Goal of the exercise:
Rescale the point coordinates in the data below by multiplying each one by 2.6 and rounding to a whole number, with halves rounded up. Rewrite only the lines from the one containing "I would be grateful if you could tag the boy running" through the final line of the data, including both, and leave the request text and its format sample unchanged.

The data:
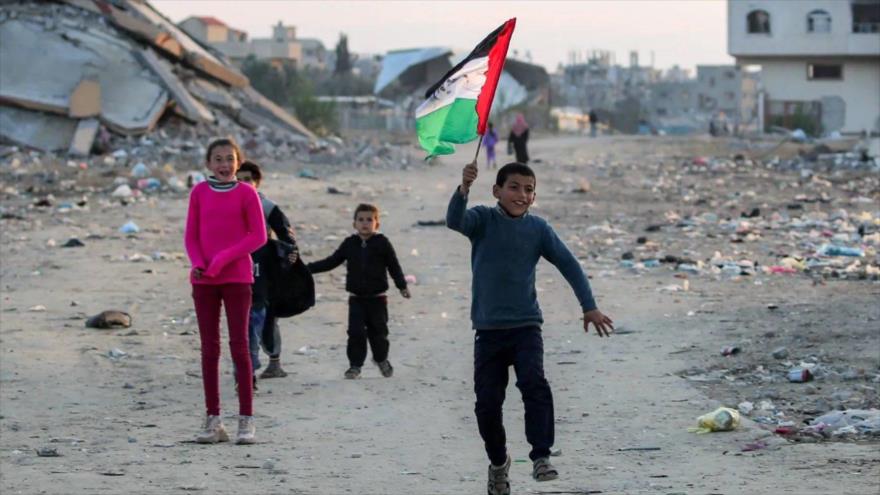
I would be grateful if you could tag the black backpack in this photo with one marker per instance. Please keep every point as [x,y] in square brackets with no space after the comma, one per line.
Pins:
[291,286]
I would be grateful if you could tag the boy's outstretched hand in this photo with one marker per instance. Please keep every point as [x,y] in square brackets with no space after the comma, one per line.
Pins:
[468,176]
[604,325]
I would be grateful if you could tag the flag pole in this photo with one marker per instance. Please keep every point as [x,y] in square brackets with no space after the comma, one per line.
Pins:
[477,154]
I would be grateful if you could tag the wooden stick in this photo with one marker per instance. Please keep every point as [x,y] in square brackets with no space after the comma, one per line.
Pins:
[477,154]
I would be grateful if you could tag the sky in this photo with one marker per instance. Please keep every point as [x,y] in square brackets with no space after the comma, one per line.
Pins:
[678,32]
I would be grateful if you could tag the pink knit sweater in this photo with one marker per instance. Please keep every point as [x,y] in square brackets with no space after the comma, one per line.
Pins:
[222,229]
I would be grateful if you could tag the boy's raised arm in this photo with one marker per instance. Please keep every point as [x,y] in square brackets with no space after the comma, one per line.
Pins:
[458,217]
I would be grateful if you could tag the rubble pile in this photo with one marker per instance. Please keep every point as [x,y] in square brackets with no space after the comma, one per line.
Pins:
[97,95]
[81,75]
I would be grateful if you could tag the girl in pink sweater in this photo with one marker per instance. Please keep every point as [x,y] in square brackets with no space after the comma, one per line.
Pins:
[224,225]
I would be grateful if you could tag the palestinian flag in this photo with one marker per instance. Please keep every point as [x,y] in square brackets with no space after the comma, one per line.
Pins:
[457,106]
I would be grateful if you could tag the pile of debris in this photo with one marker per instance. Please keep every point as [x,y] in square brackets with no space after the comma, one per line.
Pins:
[83,75]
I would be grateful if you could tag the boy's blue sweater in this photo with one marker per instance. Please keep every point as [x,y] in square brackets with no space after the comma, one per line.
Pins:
[504,253]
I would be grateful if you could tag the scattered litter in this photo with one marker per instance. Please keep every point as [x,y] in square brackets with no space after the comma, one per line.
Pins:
[306,351]
[116,354]
[109,319]
[73,242]
[721,419]
[800,374]
[48,452]
[129,227]
[431,223]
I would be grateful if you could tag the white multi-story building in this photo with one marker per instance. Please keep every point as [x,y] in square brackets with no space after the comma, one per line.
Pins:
[819,59]
[282,48]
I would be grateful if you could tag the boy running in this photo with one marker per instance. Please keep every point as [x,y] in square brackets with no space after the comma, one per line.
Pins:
[506,244]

Output:
I would be grateful if you could tag the boy running in this photo with one marker per instance. Please keep every point as [x,y] in square brackets with no space after the comma, one per line.
Pins:
[1316,634]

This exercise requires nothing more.